### Exercise directions
Gather every line below that contains the string "positive" and copy each one out. Case counts.

Provided information: Begin

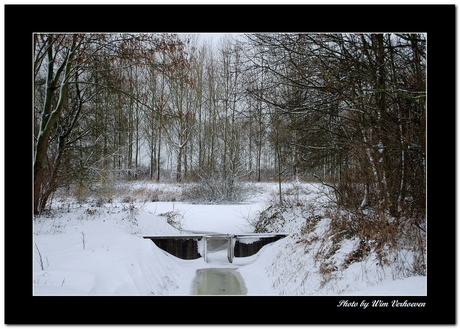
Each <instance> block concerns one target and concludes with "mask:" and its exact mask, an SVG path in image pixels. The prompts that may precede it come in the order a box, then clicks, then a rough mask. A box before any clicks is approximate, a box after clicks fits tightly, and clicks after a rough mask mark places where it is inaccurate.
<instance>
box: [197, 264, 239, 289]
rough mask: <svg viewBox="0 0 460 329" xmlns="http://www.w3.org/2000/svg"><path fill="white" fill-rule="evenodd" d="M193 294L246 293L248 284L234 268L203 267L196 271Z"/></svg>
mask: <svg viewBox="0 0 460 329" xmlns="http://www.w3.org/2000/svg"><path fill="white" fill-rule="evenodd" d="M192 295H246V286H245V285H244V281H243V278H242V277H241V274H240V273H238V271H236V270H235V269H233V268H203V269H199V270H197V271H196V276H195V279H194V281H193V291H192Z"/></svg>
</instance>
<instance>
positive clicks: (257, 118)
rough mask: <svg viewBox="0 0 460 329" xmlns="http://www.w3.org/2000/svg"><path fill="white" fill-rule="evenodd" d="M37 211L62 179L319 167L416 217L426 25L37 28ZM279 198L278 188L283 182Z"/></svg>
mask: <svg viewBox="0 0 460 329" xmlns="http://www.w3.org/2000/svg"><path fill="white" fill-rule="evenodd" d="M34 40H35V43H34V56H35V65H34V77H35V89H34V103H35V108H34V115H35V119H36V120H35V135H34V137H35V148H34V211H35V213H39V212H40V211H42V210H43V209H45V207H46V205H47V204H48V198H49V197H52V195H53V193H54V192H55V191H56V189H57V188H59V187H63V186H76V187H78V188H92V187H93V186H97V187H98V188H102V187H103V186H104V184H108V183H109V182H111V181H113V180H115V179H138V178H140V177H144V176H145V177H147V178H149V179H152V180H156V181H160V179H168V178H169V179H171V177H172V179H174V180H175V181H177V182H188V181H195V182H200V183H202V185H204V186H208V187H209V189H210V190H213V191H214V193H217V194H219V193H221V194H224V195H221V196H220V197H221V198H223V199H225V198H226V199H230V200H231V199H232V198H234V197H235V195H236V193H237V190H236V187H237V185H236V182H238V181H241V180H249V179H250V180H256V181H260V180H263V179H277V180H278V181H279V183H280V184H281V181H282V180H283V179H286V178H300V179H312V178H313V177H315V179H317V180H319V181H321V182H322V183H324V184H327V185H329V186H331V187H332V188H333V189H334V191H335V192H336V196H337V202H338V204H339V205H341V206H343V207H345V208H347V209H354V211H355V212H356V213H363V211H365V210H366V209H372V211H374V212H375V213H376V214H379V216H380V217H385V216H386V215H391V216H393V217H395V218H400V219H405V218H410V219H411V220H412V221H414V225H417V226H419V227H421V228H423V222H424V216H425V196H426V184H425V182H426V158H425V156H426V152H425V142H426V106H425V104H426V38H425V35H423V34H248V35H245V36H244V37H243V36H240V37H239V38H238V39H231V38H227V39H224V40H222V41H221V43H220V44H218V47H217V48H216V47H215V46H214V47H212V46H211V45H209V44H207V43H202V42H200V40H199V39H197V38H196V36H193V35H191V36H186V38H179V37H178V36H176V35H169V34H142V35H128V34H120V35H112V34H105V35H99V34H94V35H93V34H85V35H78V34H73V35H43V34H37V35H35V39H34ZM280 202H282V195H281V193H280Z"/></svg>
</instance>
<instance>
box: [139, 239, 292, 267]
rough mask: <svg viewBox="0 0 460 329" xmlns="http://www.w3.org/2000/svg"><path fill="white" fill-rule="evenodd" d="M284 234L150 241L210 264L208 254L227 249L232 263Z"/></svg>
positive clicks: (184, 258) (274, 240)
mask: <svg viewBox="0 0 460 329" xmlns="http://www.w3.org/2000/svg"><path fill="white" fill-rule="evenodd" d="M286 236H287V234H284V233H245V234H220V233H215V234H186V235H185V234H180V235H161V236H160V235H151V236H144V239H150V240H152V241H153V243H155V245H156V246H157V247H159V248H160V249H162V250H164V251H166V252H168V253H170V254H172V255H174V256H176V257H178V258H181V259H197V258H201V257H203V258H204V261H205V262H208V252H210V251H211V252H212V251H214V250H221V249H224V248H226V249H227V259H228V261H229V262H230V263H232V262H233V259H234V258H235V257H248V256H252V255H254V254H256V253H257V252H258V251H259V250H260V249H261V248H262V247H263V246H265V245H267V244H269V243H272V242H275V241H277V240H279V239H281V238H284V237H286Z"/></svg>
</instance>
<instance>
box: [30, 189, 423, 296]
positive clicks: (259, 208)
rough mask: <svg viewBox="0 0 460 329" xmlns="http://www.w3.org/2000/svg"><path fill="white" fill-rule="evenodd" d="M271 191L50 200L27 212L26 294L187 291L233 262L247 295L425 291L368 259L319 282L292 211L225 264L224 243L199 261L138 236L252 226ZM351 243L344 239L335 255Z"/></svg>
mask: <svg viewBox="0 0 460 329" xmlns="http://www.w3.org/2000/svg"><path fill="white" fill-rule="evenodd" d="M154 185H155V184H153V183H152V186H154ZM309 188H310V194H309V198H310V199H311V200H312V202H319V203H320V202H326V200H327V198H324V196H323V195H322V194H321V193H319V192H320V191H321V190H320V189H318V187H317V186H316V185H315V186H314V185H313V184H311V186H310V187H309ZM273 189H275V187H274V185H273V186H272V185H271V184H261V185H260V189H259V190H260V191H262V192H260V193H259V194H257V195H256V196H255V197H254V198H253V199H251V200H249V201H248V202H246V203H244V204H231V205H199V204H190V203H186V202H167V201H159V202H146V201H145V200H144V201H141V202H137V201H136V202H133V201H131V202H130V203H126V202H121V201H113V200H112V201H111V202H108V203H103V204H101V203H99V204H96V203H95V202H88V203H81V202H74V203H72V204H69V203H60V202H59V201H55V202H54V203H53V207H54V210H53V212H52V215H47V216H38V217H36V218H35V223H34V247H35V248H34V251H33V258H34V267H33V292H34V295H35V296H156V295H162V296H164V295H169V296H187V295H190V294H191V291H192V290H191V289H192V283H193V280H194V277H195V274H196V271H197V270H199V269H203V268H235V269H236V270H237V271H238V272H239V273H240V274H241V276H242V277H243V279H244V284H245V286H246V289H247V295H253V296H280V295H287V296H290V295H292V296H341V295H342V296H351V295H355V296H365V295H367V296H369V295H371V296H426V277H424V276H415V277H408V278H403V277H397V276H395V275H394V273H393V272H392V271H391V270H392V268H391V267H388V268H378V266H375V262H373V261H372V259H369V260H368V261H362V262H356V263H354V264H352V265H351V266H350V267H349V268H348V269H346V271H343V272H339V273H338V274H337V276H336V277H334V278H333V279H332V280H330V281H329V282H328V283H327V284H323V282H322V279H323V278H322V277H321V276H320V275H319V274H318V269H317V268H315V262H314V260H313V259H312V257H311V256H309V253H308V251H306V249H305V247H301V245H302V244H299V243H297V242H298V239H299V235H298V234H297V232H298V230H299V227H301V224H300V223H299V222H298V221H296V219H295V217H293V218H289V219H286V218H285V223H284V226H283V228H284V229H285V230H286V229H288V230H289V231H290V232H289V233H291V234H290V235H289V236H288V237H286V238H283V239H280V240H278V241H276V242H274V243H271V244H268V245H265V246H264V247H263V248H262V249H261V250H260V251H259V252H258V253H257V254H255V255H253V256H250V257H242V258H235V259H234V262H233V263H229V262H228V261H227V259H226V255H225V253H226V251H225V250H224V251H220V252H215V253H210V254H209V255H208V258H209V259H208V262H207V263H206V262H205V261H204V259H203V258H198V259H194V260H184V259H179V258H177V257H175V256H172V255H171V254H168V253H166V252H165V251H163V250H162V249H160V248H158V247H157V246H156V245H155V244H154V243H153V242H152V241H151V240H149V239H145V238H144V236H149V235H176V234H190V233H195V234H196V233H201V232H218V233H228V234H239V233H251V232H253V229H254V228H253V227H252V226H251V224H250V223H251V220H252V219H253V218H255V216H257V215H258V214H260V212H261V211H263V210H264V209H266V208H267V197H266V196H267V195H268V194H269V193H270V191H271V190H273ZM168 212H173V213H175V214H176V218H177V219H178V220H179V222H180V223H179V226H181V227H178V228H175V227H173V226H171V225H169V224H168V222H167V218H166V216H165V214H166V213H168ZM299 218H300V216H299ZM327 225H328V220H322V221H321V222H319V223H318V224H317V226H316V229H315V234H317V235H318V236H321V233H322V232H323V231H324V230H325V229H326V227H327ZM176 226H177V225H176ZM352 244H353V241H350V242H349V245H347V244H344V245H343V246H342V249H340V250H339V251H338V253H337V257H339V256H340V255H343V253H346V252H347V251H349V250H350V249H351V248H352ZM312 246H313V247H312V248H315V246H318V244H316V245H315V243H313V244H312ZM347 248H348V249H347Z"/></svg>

Provided information: End
Provided information: Begin

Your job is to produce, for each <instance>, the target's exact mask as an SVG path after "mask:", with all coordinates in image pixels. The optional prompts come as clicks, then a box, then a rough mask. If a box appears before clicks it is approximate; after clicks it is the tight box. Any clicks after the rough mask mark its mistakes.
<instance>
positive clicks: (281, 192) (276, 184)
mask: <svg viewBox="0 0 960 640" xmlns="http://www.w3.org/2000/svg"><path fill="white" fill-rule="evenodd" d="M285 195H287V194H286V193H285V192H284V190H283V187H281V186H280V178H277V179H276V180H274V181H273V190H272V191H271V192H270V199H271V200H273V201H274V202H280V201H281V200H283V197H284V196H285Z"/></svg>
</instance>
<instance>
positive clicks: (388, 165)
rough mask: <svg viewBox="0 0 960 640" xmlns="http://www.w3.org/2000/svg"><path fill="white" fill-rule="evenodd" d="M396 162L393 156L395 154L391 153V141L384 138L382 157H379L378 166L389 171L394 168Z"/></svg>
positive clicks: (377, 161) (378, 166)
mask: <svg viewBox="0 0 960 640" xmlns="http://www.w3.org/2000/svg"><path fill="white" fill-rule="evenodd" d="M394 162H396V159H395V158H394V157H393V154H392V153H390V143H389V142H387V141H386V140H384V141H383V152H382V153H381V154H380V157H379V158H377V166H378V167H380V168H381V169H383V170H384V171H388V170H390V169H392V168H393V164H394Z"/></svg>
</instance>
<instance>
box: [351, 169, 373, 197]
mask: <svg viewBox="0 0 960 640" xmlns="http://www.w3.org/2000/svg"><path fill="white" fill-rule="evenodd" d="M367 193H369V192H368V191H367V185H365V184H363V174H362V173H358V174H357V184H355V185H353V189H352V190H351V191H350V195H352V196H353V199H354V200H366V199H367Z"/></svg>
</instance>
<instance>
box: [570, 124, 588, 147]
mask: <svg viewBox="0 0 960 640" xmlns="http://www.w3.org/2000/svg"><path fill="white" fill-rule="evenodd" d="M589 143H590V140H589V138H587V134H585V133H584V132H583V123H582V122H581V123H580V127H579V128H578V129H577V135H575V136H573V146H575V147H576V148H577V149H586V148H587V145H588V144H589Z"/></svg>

Provided information: End

### Response
positive clicks: (257, 118)
positive clicks: (184, 258) (274, 240)
positive clicks: (259, 208)
positive clicks: (281, 192) (276, 184)
positive clicks: (388, 165)
positive clicks: (377, 161) (378, 166)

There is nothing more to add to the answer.